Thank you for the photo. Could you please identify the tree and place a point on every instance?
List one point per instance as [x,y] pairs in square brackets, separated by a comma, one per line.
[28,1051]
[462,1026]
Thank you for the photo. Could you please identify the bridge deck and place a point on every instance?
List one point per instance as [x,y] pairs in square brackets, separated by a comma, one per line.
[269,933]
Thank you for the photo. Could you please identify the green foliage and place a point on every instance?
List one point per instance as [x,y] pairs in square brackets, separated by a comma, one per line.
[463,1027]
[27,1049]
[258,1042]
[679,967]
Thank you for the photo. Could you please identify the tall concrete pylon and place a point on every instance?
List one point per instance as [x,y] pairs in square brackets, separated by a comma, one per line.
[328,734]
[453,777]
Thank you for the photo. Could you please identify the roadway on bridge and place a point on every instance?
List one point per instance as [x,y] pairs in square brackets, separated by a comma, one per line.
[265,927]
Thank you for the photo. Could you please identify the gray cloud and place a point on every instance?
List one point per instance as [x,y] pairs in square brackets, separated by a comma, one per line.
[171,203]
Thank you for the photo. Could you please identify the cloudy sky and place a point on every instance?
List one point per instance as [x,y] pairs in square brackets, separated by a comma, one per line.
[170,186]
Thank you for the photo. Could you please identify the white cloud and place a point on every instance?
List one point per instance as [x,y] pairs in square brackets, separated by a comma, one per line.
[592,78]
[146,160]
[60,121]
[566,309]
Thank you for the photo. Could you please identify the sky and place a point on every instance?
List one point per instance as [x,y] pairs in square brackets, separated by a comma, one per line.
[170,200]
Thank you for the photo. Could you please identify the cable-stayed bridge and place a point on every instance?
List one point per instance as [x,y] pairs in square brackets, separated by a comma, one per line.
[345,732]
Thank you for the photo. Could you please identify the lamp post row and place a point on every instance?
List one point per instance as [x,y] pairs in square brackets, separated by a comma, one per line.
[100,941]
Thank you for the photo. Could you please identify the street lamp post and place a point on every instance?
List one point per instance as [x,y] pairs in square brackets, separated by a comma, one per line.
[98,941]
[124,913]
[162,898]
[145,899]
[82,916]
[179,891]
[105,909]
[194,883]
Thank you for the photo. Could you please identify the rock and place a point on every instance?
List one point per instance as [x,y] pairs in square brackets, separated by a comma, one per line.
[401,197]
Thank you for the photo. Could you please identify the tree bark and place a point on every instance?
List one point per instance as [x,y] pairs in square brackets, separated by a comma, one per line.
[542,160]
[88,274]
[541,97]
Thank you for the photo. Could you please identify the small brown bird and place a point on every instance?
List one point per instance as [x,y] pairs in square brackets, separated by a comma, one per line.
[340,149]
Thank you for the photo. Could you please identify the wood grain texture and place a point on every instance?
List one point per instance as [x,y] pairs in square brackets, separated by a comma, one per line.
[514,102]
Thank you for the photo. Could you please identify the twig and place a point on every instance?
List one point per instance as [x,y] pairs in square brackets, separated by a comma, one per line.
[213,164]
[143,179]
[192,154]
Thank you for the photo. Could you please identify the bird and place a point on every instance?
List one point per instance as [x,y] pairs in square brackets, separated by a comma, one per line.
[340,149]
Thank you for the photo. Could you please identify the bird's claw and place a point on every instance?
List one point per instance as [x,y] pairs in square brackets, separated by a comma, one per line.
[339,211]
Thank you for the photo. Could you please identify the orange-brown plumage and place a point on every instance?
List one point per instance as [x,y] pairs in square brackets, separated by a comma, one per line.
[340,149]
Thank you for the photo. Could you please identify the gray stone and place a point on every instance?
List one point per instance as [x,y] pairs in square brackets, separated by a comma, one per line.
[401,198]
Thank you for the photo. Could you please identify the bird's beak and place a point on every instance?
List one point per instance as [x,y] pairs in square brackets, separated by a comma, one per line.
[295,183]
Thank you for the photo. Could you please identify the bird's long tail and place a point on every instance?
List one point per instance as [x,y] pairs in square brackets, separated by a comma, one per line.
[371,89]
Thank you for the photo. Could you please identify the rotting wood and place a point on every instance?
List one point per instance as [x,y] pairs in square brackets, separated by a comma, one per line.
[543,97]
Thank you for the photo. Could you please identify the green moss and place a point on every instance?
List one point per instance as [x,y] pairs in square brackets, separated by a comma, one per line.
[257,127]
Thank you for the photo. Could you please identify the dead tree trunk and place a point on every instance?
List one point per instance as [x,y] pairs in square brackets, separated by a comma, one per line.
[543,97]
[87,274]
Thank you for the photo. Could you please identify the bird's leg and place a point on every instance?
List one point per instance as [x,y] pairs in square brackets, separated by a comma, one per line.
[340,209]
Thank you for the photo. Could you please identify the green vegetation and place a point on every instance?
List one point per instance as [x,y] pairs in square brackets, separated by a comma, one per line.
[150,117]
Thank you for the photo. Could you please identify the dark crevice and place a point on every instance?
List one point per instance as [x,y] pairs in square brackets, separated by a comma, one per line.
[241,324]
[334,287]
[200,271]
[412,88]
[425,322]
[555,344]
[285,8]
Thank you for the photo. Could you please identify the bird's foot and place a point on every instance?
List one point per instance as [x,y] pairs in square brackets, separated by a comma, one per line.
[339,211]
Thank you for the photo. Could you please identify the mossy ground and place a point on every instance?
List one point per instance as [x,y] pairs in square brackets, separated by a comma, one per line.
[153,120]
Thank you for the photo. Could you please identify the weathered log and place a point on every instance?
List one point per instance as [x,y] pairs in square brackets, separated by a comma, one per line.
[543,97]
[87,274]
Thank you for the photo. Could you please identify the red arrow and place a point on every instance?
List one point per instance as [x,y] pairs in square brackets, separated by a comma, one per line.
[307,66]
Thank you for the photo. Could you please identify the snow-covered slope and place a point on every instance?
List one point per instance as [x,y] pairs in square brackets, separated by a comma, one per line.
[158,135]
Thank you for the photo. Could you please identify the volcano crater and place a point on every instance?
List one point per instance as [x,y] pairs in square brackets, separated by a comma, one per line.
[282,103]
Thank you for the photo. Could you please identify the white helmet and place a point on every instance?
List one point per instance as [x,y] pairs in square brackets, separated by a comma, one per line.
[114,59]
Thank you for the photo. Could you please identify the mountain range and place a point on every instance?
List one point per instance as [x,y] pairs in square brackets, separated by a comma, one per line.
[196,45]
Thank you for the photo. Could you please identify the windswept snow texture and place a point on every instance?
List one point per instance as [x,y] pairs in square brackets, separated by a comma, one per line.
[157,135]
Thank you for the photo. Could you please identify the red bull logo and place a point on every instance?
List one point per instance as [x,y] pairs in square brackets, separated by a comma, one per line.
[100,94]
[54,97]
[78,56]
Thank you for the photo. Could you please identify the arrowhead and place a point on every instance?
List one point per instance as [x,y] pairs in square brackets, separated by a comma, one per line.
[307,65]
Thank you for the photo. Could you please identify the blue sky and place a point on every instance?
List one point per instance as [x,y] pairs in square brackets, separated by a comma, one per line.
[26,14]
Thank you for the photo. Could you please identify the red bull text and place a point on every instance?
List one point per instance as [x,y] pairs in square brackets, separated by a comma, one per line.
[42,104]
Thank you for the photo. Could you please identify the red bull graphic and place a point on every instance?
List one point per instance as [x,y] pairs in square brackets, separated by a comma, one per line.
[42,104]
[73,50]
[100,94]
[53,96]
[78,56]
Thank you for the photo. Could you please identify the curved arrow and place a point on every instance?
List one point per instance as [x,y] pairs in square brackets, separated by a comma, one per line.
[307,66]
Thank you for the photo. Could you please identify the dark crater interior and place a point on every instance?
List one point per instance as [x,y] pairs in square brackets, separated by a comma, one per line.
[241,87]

● Task description
Each line of the listing should be retyped exactly, with nothing left out.

● Worked solution
Thank you for the photo. Could you please identify the tree and place a point on every instance?
List one point per instance as [x,y] pairs in square brackets, separated by a comma, one per line.
[28,1051]
[462,1026]
Thank you for the photo. Could you please identify the bridge deck and place a point on every instance?
List one point per instance as [x,y] pairs in square brackets, separated by a comma, one per line.
[269,933]
Thank you for the photo. Could you please identify the green foliage and place a point on every instance?
List one point per instance as [x,y] pairs in square brackets, separated by a comma, one per line.
[463,1027]
[27,1049]
[258,1042]
[679,967]
Thank you for the photo. Could you please identify the tall concrete pylon and place a point on every instance?
List one point per instance as [x,y] pairs in square brackets, separated by a comma, one per line.
[328,734]
[453,777]
Thank you for the photo. Could you please identify the roadway on bridge and place a point on every instance?
List one point per instance as [x,y] pairs in square brackets, separated by a comma, one per line.
[265,927]
Thank you for the photo. Could you please identify the gray cloud and place a point on every instance?
List one point per instance as [x,y] pairs in square brackets, separated by a comma, one per line.
[171,203]
Thank you for the photo. Could you please identify the cloudy sky and place a point on every instance?
List one point per instance as [x,y] pairs in square brackets, separated by a comma, one per line.
[170,186]
Thank you for the photo. Could you please identify the white cloud and place a point on every instance?
List one point per instance as [x,y] pairs in square brackets, separated by a comma, one per line.
[592,78]
[146,160]
[60,121]
[566,309]
Thank you for the photo. Could you please identify the sky and place a point on every instance?
List one point per instance as [x,y] pairs in square brackets, separated by a comma, one per line.
[170,200]
Thank you for the photo. Could you please identify the cable-stayed bridge and place a point on every instance?
List one point per instance as [x,y] pairs in square brackets, separated by a comma, one per line.
[345,732]
Thank you for the photo. Could you please identify the lamp post row and place a point on every instance?
List one point per instance as [x,y] pairs in square brackets, separated by a comma, one per line.
[100,941]
Thank you for the photo. Could you please identify the street lamp post and place a point on every instance?
List one point per instance as [x,y] pairs in square brackets, separated by a comma, one per line.
[98,941]
[124,913]
[162,898]
[145,899]
[82,916]
[179,891]
[105,909]
[194,883]
Thank you for the photo. Could you please identify the rock and place a point on every instance?
List one point per instance as [x,y] pairs in square brackets, separated by a comma, one per line.
[401,197]
Thank you for the photo. Could you please identify the tree bark and place a point on every instance?
List one point per instance as [x,y] pairs in square brackets, separated by a comma, one per line.
[542,160]
[88,274]
[541,97]
Thank you for the photo. Could you please identify the small brown bird and place a point on every instance?
List one point per instance as [x,y] pairs in square brackets, separated by a comma, one per line.
[340,149]
Thank you for the photo. Could you please identify the wood grain texture and place a point on every instance?
List one point per instance as [x,y] pairs in square brackets, separated by a comma, one per line.
[514,102]
Thank you for the photo. Could you please identify the twig and place a point on every instance?
List one point per instance as [x,y] pairs in square brackets, separated by a comma, one per line.
[213,164]
[143,179]
[192,154]
Thank you for the photo. Could you please identify the bird and place a point on every instance?
List one point per instance as [x,y] pairs in square brackets, separated by a comma, one per line.
[340,149]
Thank you for the photo. Could you please identify the bird's claw and place a point on every instance?
List one point per instance as [x,y] pairs in square brackets, separated by a comma, one per line.
[339,211]
Thank you for the photo. Could you please identify the orange-brown plumage and place a point on every instance?
List one point per instance as [x,y] pairs in square brackets, separated by a comma, one per line.
[340,149]
Thank you for the photo. Could you please identify the gray stone and place a point on every instance?
List one point per instance as [x,y] pairs in square brackets, separated by a comma, one per line.
[401,198]
Thank you for the photo. Could you please identify the bird's beak and place a point on every instance?
List one point per instance as [x,y] pairs in square brackets, separated by a comma, one per line.
[295,183]
Thank you for the photo. Could you please identify the bird's long tail and place a point on every instance?
List one point per instance as [x,y] pairs in square brackets, separated by a comma, one per line.
[371,89]
Thank you for the photo. Could you please identify the rotting wood and place a point on every instance?
List one point per instance as [x,y] pairs in square brackets, separated by a comma, one per line.
[543,97]
Thank you for the photo. Could you please identify the green moss and place a point on every instance?
List one point per instance as [x,y] pairs in square brackets, separated by a comma, one per line.
[257,127]
Thank you for the photo. Could you please identify the dead tree trunk and place a point on every instance?
List one point per instance as [x,y] pairs in square brackets, separated by a comma, one per line.
[543,97]
[87,274]
Thank you for the photo. Could you please identify the bird's leg and place a point on every instance?
List one point per instance as [x,y] pairs in square brackets, separated by a comma, one per line.
[340,209]
Thank you for the photo. Could you please identify the green vegetation and place a point on every instance?
List one point per instance as [x,y] pairs in square brackets, separated by a comma, one per line.
[150,117]
Thank you for the photo. Could you please identify the dark crevice and place a point on every instance?
List one point per instance as [x,y] pairs in square brackets, separated by a comma, one per line.
[241,324]
[334,287]
[200,271]
[412,88]
[425,322]
[555,344]
[285,8]
Thank you for the photo. Could you please identify the bird's foot and place a point on every instance?
List one point per instance as [x,y] pairs in square brackets, separated by a comma, one per line.
[339,211]
Thank you for the photo. Could you please identify the mossy ground and place a point on every instance?
List one point per instance as [x,y] pairs in square brackets, separated by a comma, one per line.
[153,120]
Thank you for the photo. Could you please identify the weathered log and place a point on every instance?
List one point per instance as [x,y] pairs in square brackets, separated by a comma, one per line.
[543,97]
[87,274]
Thank you for the photo. Could you please identify the red arrow and place a point on every instance?
List one point per instance as [x,y] pairs in square brackets, separated by a comma, one per line.
[307,66]
Thank you for the photo. Could you please identify the snow-covered slope and place a point on every instance?
List one point per instance as [x,y] pairs in square brackets, separated by a comma, one per line.
[158,135]
Thank you for the photo. Could you please identify the volcano crater and place a point on every instance?
List one point per instance as [x,y] pairs in square brackets, separated by a comma, one per line.
[282,103]
Thank you for the photo. Could you please identify the white helmet and place a point on every instance?
List one point per instance as [x,y] pairs in square brackets, separated by a comma, one per line.
[114,59]
Thank you for the photo. Could you please identify the mountain range and place a point on every instance?
List one point per instance as [x,y] pairs in square brackets, separated by a comma, one per line.
[196,45]
Thank you for the photo. Could you please identify the windswept snow texture and place a point on every instance?
List one point per instance as [x,y] pairs in square brackets, separated by a comma, one per line.
[157,135]
Thank you for the photo. Could you please identify the red bull logo and place a point on every instance?
List one point per instance as [x,y] pairs in square brackets, separated by a comma, one per line.
[100,94]
[54,97]
[78,56]
Thank you for the photo. Could you please identify the arrowhead and place a point on every instance?
List one point per instance as [x,y] pairs in square brackets, separated by a comma, one per line.
[307,65]
Thank you for the photo. Could you please identify the blue sky and place a point on every instance?
List one point per instance as [x,y] pairs in square brackets, separated by a comma, one per line.
[26,14]
Thank you for the photo. Could you please identify the red bull text and place a point on every instance?
List one point per instance as [x,y] pairs in square brackets, separated by a comma, one per line.
[42,104]
Thank you for the photo. Could you please identify the red bull graphic and place a point on every instance?
List one point per instance as [x,y] pairs in square brackets, separated by a comma, one per line.
[42,104]
[73,50]
[100,94]
[53,96]
[78,56]
Thank you for the photo. Could you please identify the curved arrow and place a point on every instance?
List one point per instance as [x,y] pairs in square brackets, separated by a comma, one per line.
[307,66]
Thank you for the photo. Could you please identify the dark crater interior and place a point on every instance?
List one point per instance as [x,y] pairs in square brackets, separated by a comma, one per line.
[241,87]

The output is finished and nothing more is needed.